→ TASK PROMPT: Output the first line below and each one after it, exactly, up to and including the line holding "728, row 160.". Pictures should not be copied.

→ Point-per-instance localization data:
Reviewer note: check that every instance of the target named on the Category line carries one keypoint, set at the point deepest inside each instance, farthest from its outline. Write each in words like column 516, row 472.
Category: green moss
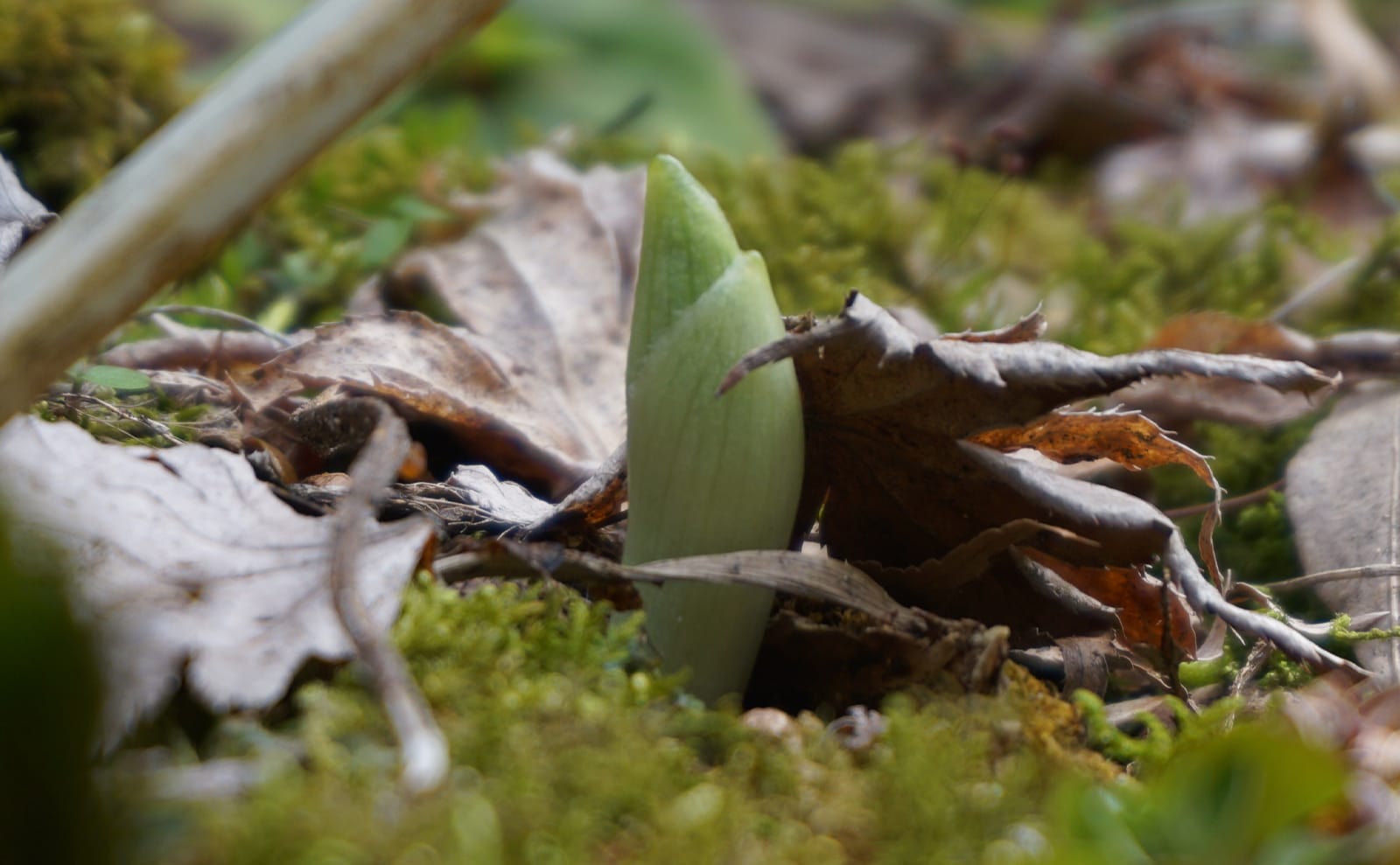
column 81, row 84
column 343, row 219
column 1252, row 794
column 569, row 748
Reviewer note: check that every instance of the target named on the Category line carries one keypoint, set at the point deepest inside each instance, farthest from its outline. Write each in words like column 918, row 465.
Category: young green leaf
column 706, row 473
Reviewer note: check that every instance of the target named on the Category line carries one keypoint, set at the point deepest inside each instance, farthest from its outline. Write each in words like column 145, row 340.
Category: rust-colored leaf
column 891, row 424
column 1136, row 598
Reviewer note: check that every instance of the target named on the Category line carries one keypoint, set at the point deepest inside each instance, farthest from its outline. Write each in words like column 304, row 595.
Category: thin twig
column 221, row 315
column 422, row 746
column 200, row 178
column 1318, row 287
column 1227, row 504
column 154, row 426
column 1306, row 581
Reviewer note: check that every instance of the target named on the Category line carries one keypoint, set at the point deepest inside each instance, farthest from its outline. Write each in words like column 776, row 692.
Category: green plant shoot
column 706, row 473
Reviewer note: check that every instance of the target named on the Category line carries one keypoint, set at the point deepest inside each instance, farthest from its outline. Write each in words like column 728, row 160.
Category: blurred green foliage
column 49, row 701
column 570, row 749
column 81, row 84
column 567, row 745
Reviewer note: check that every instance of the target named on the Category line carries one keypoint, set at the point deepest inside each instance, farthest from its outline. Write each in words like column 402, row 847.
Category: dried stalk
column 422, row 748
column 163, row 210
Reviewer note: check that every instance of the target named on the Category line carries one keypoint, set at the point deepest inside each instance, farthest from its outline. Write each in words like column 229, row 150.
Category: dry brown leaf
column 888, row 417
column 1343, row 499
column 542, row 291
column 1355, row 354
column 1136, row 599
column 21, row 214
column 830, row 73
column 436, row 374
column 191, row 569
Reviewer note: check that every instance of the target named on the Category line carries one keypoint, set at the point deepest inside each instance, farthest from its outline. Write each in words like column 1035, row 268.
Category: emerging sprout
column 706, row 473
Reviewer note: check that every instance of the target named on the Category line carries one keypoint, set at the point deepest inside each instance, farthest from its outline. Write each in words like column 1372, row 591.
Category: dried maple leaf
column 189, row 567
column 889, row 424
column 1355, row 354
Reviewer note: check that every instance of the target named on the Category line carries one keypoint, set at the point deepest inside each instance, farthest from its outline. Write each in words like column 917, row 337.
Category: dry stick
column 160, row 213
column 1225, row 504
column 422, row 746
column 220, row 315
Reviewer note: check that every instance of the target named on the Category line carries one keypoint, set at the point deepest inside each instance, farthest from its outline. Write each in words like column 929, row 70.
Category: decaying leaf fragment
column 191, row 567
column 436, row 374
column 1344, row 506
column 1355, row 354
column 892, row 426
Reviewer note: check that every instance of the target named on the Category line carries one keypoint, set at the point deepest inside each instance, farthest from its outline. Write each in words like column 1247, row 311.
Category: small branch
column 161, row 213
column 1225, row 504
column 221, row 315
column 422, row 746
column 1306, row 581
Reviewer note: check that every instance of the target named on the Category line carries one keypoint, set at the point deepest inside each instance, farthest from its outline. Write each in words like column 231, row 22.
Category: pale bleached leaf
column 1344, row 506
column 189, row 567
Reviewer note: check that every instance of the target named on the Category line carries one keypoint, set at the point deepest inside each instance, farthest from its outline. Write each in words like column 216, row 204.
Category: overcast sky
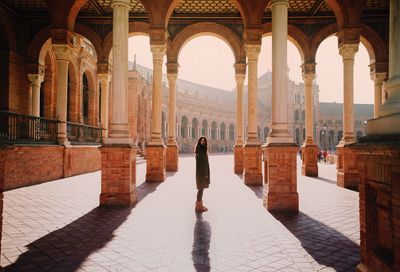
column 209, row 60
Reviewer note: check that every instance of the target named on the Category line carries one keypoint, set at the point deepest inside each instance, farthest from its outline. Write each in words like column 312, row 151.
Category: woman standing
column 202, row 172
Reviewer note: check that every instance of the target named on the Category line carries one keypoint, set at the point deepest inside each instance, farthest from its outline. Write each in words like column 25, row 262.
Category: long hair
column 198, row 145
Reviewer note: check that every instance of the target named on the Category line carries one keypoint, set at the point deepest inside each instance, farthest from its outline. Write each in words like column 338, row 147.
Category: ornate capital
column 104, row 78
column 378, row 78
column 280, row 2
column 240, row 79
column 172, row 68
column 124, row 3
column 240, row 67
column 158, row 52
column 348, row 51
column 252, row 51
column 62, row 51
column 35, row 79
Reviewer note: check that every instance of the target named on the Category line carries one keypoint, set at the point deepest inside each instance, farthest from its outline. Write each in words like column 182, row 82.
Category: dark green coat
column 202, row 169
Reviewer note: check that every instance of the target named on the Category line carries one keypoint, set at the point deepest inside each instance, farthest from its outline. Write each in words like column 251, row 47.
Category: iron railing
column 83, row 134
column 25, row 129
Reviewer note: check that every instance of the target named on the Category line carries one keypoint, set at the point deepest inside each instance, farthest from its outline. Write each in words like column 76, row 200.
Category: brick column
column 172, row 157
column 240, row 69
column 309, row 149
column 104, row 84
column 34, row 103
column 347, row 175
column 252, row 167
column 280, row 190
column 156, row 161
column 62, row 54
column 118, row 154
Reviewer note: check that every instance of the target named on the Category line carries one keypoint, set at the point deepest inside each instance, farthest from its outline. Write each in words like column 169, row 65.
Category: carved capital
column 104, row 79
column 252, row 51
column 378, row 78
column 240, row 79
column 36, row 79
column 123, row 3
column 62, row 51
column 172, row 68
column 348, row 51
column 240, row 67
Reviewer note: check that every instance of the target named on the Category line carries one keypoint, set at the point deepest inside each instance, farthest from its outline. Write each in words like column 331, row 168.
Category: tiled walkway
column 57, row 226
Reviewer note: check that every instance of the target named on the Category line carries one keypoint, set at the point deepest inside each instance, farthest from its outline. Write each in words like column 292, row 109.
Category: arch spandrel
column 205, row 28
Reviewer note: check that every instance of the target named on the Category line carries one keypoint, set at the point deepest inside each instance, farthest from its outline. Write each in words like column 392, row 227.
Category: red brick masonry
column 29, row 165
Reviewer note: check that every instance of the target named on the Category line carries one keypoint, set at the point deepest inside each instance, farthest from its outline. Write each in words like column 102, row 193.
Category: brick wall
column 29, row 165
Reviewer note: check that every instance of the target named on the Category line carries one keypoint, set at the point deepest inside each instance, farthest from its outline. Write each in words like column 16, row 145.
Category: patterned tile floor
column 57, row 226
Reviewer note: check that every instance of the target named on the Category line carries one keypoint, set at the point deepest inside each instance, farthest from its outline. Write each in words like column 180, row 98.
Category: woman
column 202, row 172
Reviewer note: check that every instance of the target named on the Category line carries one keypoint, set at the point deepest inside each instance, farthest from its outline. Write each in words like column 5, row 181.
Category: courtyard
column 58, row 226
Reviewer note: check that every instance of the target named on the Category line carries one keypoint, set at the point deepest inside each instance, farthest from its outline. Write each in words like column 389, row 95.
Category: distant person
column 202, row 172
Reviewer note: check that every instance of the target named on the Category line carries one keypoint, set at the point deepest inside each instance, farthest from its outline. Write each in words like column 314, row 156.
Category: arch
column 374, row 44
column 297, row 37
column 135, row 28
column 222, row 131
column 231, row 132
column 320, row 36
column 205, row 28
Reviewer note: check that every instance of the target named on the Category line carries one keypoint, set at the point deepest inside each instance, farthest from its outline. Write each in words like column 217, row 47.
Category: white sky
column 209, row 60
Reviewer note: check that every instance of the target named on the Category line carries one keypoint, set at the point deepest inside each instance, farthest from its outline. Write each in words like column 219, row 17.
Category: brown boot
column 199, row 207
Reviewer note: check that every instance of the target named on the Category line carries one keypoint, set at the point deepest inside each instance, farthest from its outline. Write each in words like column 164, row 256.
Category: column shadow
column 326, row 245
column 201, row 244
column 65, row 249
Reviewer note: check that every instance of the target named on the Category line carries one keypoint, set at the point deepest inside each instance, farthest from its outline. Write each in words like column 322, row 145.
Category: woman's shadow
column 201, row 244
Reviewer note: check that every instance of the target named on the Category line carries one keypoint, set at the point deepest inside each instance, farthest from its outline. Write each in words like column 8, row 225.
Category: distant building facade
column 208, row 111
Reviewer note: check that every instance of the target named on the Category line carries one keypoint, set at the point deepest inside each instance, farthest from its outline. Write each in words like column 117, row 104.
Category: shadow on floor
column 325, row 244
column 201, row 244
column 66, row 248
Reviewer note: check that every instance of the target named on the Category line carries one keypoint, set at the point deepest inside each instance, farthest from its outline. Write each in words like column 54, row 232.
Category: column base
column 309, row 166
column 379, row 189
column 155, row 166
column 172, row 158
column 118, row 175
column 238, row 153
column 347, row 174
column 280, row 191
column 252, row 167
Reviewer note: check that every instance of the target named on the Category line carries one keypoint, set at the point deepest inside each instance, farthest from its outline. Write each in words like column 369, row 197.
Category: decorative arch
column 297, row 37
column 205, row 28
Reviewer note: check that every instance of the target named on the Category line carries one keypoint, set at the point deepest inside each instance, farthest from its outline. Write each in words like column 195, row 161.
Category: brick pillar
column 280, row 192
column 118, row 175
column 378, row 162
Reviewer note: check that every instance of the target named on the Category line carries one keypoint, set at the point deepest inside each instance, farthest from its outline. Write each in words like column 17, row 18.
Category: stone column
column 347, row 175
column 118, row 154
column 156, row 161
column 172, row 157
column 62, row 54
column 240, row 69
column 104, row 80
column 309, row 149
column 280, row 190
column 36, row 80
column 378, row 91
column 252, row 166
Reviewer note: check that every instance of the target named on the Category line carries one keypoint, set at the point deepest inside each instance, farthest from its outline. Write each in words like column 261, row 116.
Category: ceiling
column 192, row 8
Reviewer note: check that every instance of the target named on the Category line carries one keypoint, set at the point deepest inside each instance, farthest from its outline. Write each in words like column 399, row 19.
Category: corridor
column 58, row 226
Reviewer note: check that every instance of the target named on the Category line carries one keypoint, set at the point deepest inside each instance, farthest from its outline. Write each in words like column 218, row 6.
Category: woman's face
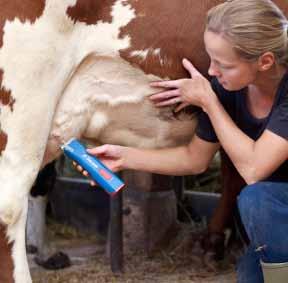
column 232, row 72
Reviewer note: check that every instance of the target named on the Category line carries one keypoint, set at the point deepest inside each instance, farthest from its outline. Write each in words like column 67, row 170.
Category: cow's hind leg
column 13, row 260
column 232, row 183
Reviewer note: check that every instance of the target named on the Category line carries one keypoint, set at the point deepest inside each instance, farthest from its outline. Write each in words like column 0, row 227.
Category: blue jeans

→ PROBLEM SOLUTION:
Reviewer note: check that every instance of the target named on the Category line carries one keypoint, set at the point deepest inside each instance, farthest from its outline. Write each in words like column 516, row 472.
Category: green moss
column 81, row 84
column 343, row 219
column 1252, row 794
column 569, row 748
Reviewer note: check that every instance of the target named on the Category line carries one keypoint, set at the point deepest inside each instance, farthest from its outline. Write each in words like column 918, row 465.
Category: young green leaf
column 706, row 473
Reviewer note: check that every instance of the target named on the Category line carries one keypoint, set at the point deepest inside each instance, farthest from its outline. Write each in words like column 145, row 340.
Category: rust-colored leaf
column 891, row 424
column 1136, row 598
Reviewer note: check that every instance of the target named on the Category line carries one keypoint, set at the point deepest inside each instance, farthest from its outline. Write each in words like column 304, row 595.
Category: thin twig
column 221, row 315
column 422, row 746
column 200, row 178
column 1318, row 287
column 1227, row 504
column 154, row 426
column 1306, row 581
Reviewer note: check that every instance of the target named on the Category line carries one keypoint, set at the point deepest inside each instance, farthest from its outline. Write each in words like column 776, row 692.
Category: green plant shoot
column 706, row 473
Reviewer note: check that every instance of the target named on the Category line carries one keypoint, set at the point deepest inside each instance, farthest from its outline. Write each in words like column 728, row 160.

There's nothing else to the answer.